> **STATED PROBLEM**
Set down the data word for word, from its start through the line containing "x=420 y=155", and leave the picture out of your copy.

> **INFORMATION SUPPLIED**

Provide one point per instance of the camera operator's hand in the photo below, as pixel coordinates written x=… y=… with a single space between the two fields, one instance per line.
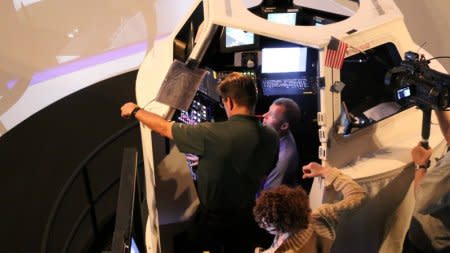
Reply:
x=314 y=169
x=420 y=155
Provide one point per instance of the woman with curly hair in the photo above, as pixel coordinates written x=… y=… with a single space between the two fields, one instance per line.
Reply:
x=285 y=213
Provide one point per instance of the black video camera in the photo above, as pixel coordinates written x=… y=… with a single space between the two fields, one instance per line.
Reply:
x=415 y=83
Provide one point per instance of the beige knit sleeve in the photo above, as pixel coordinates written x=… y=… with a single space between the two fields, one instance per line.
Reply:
x=327 y=216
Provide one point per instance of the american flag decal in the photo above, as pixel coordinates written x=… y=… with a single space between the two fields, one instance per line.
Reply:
x=335 y=54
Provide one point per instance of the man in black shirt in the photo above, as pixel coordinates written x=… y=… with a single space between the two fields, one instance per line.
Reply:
x=234 y=157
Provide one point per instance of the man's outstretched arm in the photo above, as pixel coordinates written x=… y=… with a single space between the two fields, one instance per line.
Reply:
x=151 y=120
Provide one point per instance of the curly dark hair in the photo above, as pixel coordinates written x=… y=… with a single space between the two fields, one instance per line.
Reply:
x=286 y=209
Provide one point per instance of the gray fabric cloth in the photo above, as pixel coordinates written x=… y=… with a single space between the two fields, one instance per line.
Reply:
x=430 y=227
x=234 y=157
x=287 y=170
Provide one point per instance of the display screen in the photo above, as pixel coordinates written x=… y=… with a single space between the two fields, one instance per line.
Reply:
x=403 y=93
x=283 y=18
x=237 y=37
x=284 y=60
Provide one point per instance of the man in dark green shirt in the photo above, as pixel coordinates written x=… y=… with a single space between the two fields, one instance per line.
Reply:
x=234 y=158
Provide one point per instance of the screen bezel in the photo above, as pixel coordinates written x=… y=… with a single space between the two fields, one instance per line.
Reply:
x=225 y=49
x=305 y=59
x=283 y=13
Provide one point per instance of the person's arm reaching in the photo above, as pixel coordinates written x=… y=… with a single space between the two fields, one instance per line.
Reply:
x=421 y=157
x=444 y=123
x=353 y=194
x=151 y=120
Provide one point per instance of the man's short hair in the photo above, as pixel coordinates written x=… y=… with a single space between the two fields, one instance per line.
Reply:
x=292 y=112
x=283 y=208
x=239 y=87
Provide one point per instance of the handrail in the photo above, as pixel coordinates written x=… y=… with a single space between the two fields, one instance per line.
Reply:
x=74 y=175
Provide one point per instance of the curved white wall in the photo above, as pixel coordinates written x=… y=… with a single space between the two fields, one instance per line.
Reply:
x=50 y=49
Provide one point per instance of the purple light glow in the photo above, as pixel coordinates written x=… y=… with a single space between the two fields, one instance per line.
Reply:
x=88 y=62
x=10 y=84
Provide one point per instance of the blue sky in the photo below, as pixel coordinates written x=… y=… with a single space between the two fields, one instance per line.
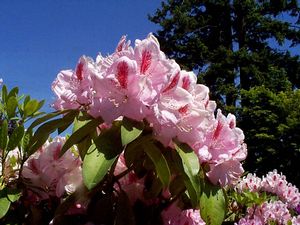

> **REPLY**
Provide one point per instance of the camera operator's hand in the photo below, as pixel coordinates written x=… y=… with a single space between the two fields, one instance per line.
Reply:
x=314 y=169
x=420 y=155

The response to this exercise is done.